EXERCISE INSTRUCTIONS:
Pictures do not belong in the copy; quote every entry below exactly.
▼
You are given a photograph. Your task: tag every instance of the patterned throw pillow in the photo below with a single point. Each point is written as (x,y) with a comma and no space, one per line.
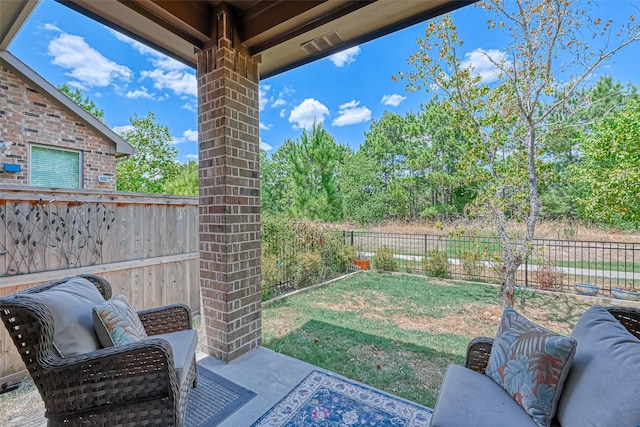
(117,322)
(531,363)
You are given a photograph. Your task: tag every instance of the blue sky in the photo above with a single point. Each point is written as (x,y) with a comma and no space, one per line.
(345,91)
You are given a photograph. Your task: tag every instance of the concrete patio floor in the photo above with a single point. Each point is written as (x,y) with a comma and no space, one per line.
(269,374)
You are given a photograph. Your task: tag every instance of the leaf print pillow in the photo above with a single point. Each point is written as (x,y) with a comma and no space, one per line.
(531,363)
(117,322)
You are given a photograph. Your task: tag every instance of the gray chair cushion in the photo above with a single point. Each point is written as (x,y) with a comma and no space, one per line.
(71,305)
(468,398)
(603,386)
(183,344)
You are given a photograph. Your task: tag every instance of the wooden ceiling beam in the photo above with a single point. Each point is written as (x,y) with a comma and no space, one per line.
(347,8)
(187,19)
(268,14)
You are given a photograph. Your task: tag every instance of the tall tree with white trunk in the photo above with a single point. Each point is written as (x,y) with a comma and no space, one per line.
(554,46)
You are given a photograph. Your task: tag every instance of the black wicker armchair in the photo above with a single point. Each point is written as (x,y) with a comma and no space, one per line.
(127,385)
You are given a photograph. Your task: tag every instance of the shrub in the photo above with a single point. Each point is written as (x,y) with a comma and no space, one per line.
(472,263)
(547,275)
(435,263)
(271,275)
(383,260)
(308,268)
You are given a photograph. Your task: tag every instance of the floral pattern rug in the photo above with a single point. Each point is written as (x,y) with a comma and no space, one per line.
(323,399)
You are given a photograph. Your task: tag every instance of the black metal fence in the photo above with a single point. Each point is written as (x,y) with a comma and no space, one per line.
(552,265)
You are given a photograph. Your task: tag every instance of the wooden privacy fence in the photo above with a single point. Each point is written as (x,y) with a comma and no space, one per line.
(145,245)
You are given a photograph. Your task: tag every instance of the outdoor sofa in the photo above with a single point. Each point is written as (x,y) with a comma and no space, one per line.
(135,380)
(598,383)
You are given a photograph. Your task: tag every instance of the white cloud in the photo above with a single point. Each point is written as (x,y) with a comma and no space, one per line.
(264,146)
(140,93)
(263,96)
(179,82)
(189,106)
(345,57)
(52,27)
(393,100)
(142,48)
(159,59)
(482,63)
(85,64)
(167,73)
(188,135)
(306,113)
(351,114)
▲
ANSWER BOX:
You are given a photograph. Your task: tag every instance of the patterned throw pillow in the photo below with a single point. Each point is written as (x,y) with a comma and no space, one per line.
(117,322)
(531,363)
You are given a photograph. Your task: tag every instance of the blue sky in the photo above with a single point. Each point is written as (x,y) with a comma and no space, one per line.
(345,91)
You are given a photograph. Your task: tag every instance of the concrete patio floor in the photo above with a single point. Each point is written as (x,y) with a comma and no space, one per line.
(269,374)
You are given a photograph. Your task: tag every instance of the leaf print pillow in the photo above with a single point. Each point is written as (x,y) with a comma and no space, one per line.
(531,363)
(117,322)
You are given a photograph. Your task: tag every instance of the gray chair cushion in the photo above with a single point. Each point is written as (x,y) with a comma and no space, one per line.
(71,305)
(468,398)
(603,386)
(183,344)
You are given a photograph. Your task: tag every instance of the wooden ceiling beam in the photo above with a single point. Each point is written as (x,y) with a comma and no space, one per line.
(347,8)
(187,19)
(268,14)
You are given a photograph. Your task: tag every instance of the tall tree with white trunk in the photo above with a single point. Each point is written as (x,y) with a comma and no space, one per line.
(554,46)
You are given a photograph. Your task: tag every instance of the black wicker armchair in the photo above with a single point. Each point is written as (x,y) with a comma and no space, one per line.
(127,385)
You are given a photograph. Your task: tag every instance of the shrub in the photo above with a single point. Each point is written as (x,y) with a comma and no space, one per line.
(472,263)
(547,275)
(435,263)
(271,275)
(383,260)
(308,268)
You are given a photograph. Your task: tag every instance of the floral pattern rug in the photo above with a single point. Each point is written as (x,y) with a comma and no space, one per line.
(323,399)
You are given a photograph. Your task: tag every instance of the black metal fence in the photo above with a single point. Each point is written as (x,y) with a comma and no space, one per line.
(552,265)
You are given a photograph. Your task: tag every instance of the wooden privacy fence in the photo above with a single point. Each point is written as (x,y) with a comma and no space, one per line.
(145,245)
You are given a photograph. Your task: tag every instance of the outdoor sofa in the photo above with a single point. Each point is written as (x,y) with a comma and no space, one per line.
(135,380)
(598,383)
You are given a photograph. Your task: tag every instance of the white cloud in the photo above with a single point. Each point is written as (x,y) with a comma and no space, one per line.
(264,146)
(140,93)
(263,96)
(179,82)
(189,106)
(345,57)
(52,27)
(393,100)
(142,48)
(159,59)
(482,63)
(85,64)
(167,73)
(188,135)
(306,113)
(351,114)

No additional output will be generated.